• **Instruction**
Look at the entries below and reproduce them exactly.

• **Entries provided**
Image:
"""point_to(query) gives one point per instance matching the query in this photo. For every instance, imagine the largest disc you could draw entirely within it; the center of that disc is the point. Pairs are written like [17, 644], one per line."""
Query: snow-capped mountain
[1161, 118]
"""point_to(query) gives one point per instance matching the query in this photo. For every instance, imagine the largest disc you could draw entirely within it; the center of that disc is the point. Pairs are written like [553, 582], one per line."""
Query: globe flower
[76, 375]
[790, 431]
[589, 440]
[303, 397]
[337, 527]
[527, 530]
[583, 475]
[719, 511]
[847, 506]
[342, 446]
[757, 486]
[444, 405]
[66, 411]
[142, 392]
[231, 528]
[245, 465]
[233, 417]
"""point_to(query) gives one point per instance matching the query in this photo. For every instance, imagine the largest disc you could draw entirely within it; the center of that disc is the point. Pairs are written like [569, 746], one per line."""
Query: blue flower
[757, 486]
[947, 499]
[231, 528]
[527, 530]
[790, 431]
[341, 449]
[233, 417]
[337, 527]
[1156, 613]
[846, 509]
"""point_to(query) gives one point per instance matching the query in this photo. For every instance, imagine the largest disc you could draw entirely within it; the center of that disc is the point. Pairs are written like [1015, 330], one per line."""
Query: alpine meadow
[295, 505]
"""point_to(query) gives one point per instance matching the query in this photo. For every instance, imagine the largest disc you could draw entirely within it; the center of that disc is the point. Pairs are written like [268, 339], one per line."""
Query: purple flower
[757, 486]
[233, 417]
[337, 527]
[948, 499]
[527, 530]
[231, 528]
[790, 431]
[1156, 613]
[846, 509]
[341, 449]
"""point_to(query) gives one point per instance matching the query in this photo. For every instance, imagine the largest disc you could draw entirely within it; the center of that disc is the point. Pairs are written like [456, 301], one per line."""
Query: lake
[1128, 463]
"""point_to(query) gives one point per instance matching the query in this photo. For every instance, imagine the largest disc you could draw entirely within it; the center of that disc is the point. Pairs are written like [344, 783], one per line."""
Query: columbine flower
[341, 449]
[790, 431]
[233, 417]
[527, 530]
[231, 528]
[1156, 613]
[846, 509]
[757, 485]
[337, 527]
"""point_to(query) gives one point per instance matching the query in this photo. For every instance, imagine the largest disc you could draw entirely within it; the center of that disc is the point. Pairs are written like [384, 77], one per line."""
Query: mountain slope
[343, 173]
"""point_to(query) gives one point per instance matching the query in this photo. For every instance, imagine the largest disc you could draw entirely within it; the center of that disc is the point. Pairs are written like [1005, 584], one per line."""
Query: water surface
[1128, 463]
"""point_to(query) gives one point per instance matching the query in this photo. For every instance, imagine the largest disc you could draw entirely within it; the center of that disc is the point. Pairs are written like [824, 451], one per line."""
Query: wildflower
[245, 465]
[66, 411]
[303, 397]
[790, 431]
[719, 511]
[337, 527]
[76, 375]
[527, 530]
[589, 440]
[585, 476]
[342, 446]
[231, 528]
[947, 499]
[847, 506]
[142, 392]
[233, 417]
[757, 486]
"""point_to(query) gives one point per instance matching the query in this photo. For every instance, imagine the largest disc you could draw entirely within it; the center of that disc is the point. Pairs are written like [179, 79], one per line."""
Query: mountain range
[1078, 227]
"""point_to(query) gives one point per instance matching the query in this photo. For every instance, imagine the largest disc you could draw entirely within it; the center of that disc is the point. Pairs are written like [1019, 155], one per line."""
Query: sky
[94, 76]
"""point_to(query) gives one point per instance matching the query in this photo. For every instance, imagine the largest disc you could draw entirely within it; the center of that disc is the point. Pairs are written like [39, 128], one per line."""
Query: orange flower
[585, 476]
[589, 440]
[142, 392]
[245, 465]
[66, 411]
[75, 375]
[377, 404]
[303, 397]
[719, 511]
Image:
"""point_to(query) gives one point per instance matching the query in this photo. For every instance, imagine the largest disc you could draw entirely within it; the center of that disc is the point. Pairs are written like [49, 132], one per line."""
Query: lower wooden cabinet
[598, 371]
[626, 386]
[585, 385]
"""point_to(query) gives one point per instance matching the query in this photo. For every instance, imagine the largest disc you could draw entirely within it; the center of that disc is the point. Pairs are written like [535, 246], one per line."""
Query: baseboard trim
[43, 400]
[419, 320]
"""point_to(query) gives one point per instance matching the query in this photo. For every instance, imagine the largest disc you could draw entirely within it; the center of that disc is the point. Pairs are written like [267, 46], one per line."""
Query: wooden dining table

• **Reply to the task**
Image:
"""point_to(query) gives one point per instance matching the query in this photo. For every instance, imagine the largest disc you could draw entirely within it; the center of that disc is the point. Pairs are written like [17, 644], one per line."""
Query: snow-capped mountain
[1161, 118]
"""point_to(query) gives one point per instance matching the query in this photo. For every instance, imagine the largest disc you could draw entirely within it; the center of that disc is the point. Pairs are written like [553, 582], one per line."""
Query: globe flower
[76, 375]
[790, 431]
[589, 440]
[303, 397]
[337, 527]
[527, 530]
[583, 475]
[719, 511]
[847, 506]
[342, 446]
[757, 486]
[444, 405]
[66, 411]
[142, 392]
[231, 528]
[245, 465]
[233, 417]
"""point_to(query) gives one point per instance matching the query in this photo. For every instance, imagine the largest disc you could draw entirely within it; the center of that disc is the point. Pairs are written like [569, 746], one per line."""
Query: blue flower
[757, 486]
[947, 499]
[231, 528]
[527, 530]
[790, 431]
[341, 449]
[233, 417]
[337, 527]
[1156, 613]
[846, 509]
"""point_to(query) gives one point per instance matching the query in this photo. For every instance, imagine the largest disc you could draw entirely within it; the center of that disc is the point. Pairs are written like [1015, 330], one per line."""
Query: alpine meadow
[295, 505]
"""point_to(query) gives one point per instance matching the query in this photo. For every instance, imagine the largest disc you could draw entirely within it; the center of that disc is the point. Pairs are written like [268, 339], one per line."""
Query: purple flower
[757, 486]
[233, 417]
[337, 527]
[948, 499]
[527, 530]
[231, 528]
[790, 431]
[1156, 613]
[846, 509]
[341, 449]
"""point_to(query) gives one point per instance matching the query in this photo. For every instance, imagine the largest disc you could draw entirely within it; the center of that disc is the point. Pairs are written like [456, 301], one per line."""
Query: lake
[1128, 463]
"""point_to(query) gives one point per instance matching the query in this photo. For every instance, imagine the largest disc you could draw entirely within it; the center of that disc is the point. Pairs are written like [344, 783], one per line."""
Query: columbine flower
[341, 449]
[790, 431]
[233, 417]
[527, 530]
[231, 528]
[1156, 613]
[846, 509]
[757, 485]
[337, 527]
"""point_to(query) gives one point per instance matching the query in this photo. For every instance, imagine the largest disc you could draw entirely within it; the center of that disc is the point. Pairs are written like [384, 77], one per line."""
Query: mountain slope
[343, 173]
"""point_to(query) gives one point per instance matching the query in this photo. For every instance, imagine the largest disc you could draw entirely within it; the center of that disc is the point. Pairs are written like [1005, 584], one per line."""
Query: water surface
[1128, 463]
"""point_to(query) gives one point per instance matching the query in this photo. For every instance, imagine the largest disc you could draw entirely within it; the center of that disc is the point. Pairs are written like [824, 451], one per line."""
Query: wildflower
[245, 465]
[66, 411]
[303, 397]
[790, 431]
[719, 511]
[337, 527]
[76, 375]
[527, 530]
[589, 440]
[585, 476]
[342, 446]
[231, 528]
[947, 499]
[847, 506]
[142, 392]
[233, 417]
[757, 486]
"""point_to(query) gives one point per instance matching the query in this photo. For every instance, imagine the largest disc you could draw entirely within it; the center of that disc is the point. Pairs are written like [179, 79], one per line."""
Query: mountain range
[1078, 227]
"""point_to(query) gives one point per instance matching the query in this photo. For every instance, imagine the largest disc you could draw entirely within it; the center of that disc is the point. Pairs are written like [1019, 155], one per line."""
Query: sky
[94, 76]
"""point_to(query) gives one point per instance matching the query in this photo. For every instance, imagine the largest disc you could draw entirely within it; the center of that disc is the point. Pairs are written like [39, 128], one per line."""
Query: orange flower
[585, 476]
[589, 440]
[142, 392]
[245, 465]
[66, 411]
[75, 375]
[377, 404]
[303, 397]
[719, 511]
Image:
"""point_to(query) gives one point per instance matching the query in this photo. For every instance, imagine the largest disc you could draw entirely within it; the center of that disc is the point. Pairs are written like [49, 132], one per line."""
Query: lower wooden cabinet
[598, 371]
[626, 386]
[585, 385]
"""point_to(query) gives one point per instance matching the query in this photo. For every instance, imagine the largest disc you could draw entirely within it; the center of that disc is the point. Pairs are written like [535, 246], one per line."""
Query: baseboard trim
[43, 400]
[419, 320]
"""point_to(query) gives one point per instance matching the query in this photo. For every instance, imagine the largest disc you could draw entirely within it; the center of that disc is the point. Pairs are written like [267, 46], one per line."""
Query: wooden dining table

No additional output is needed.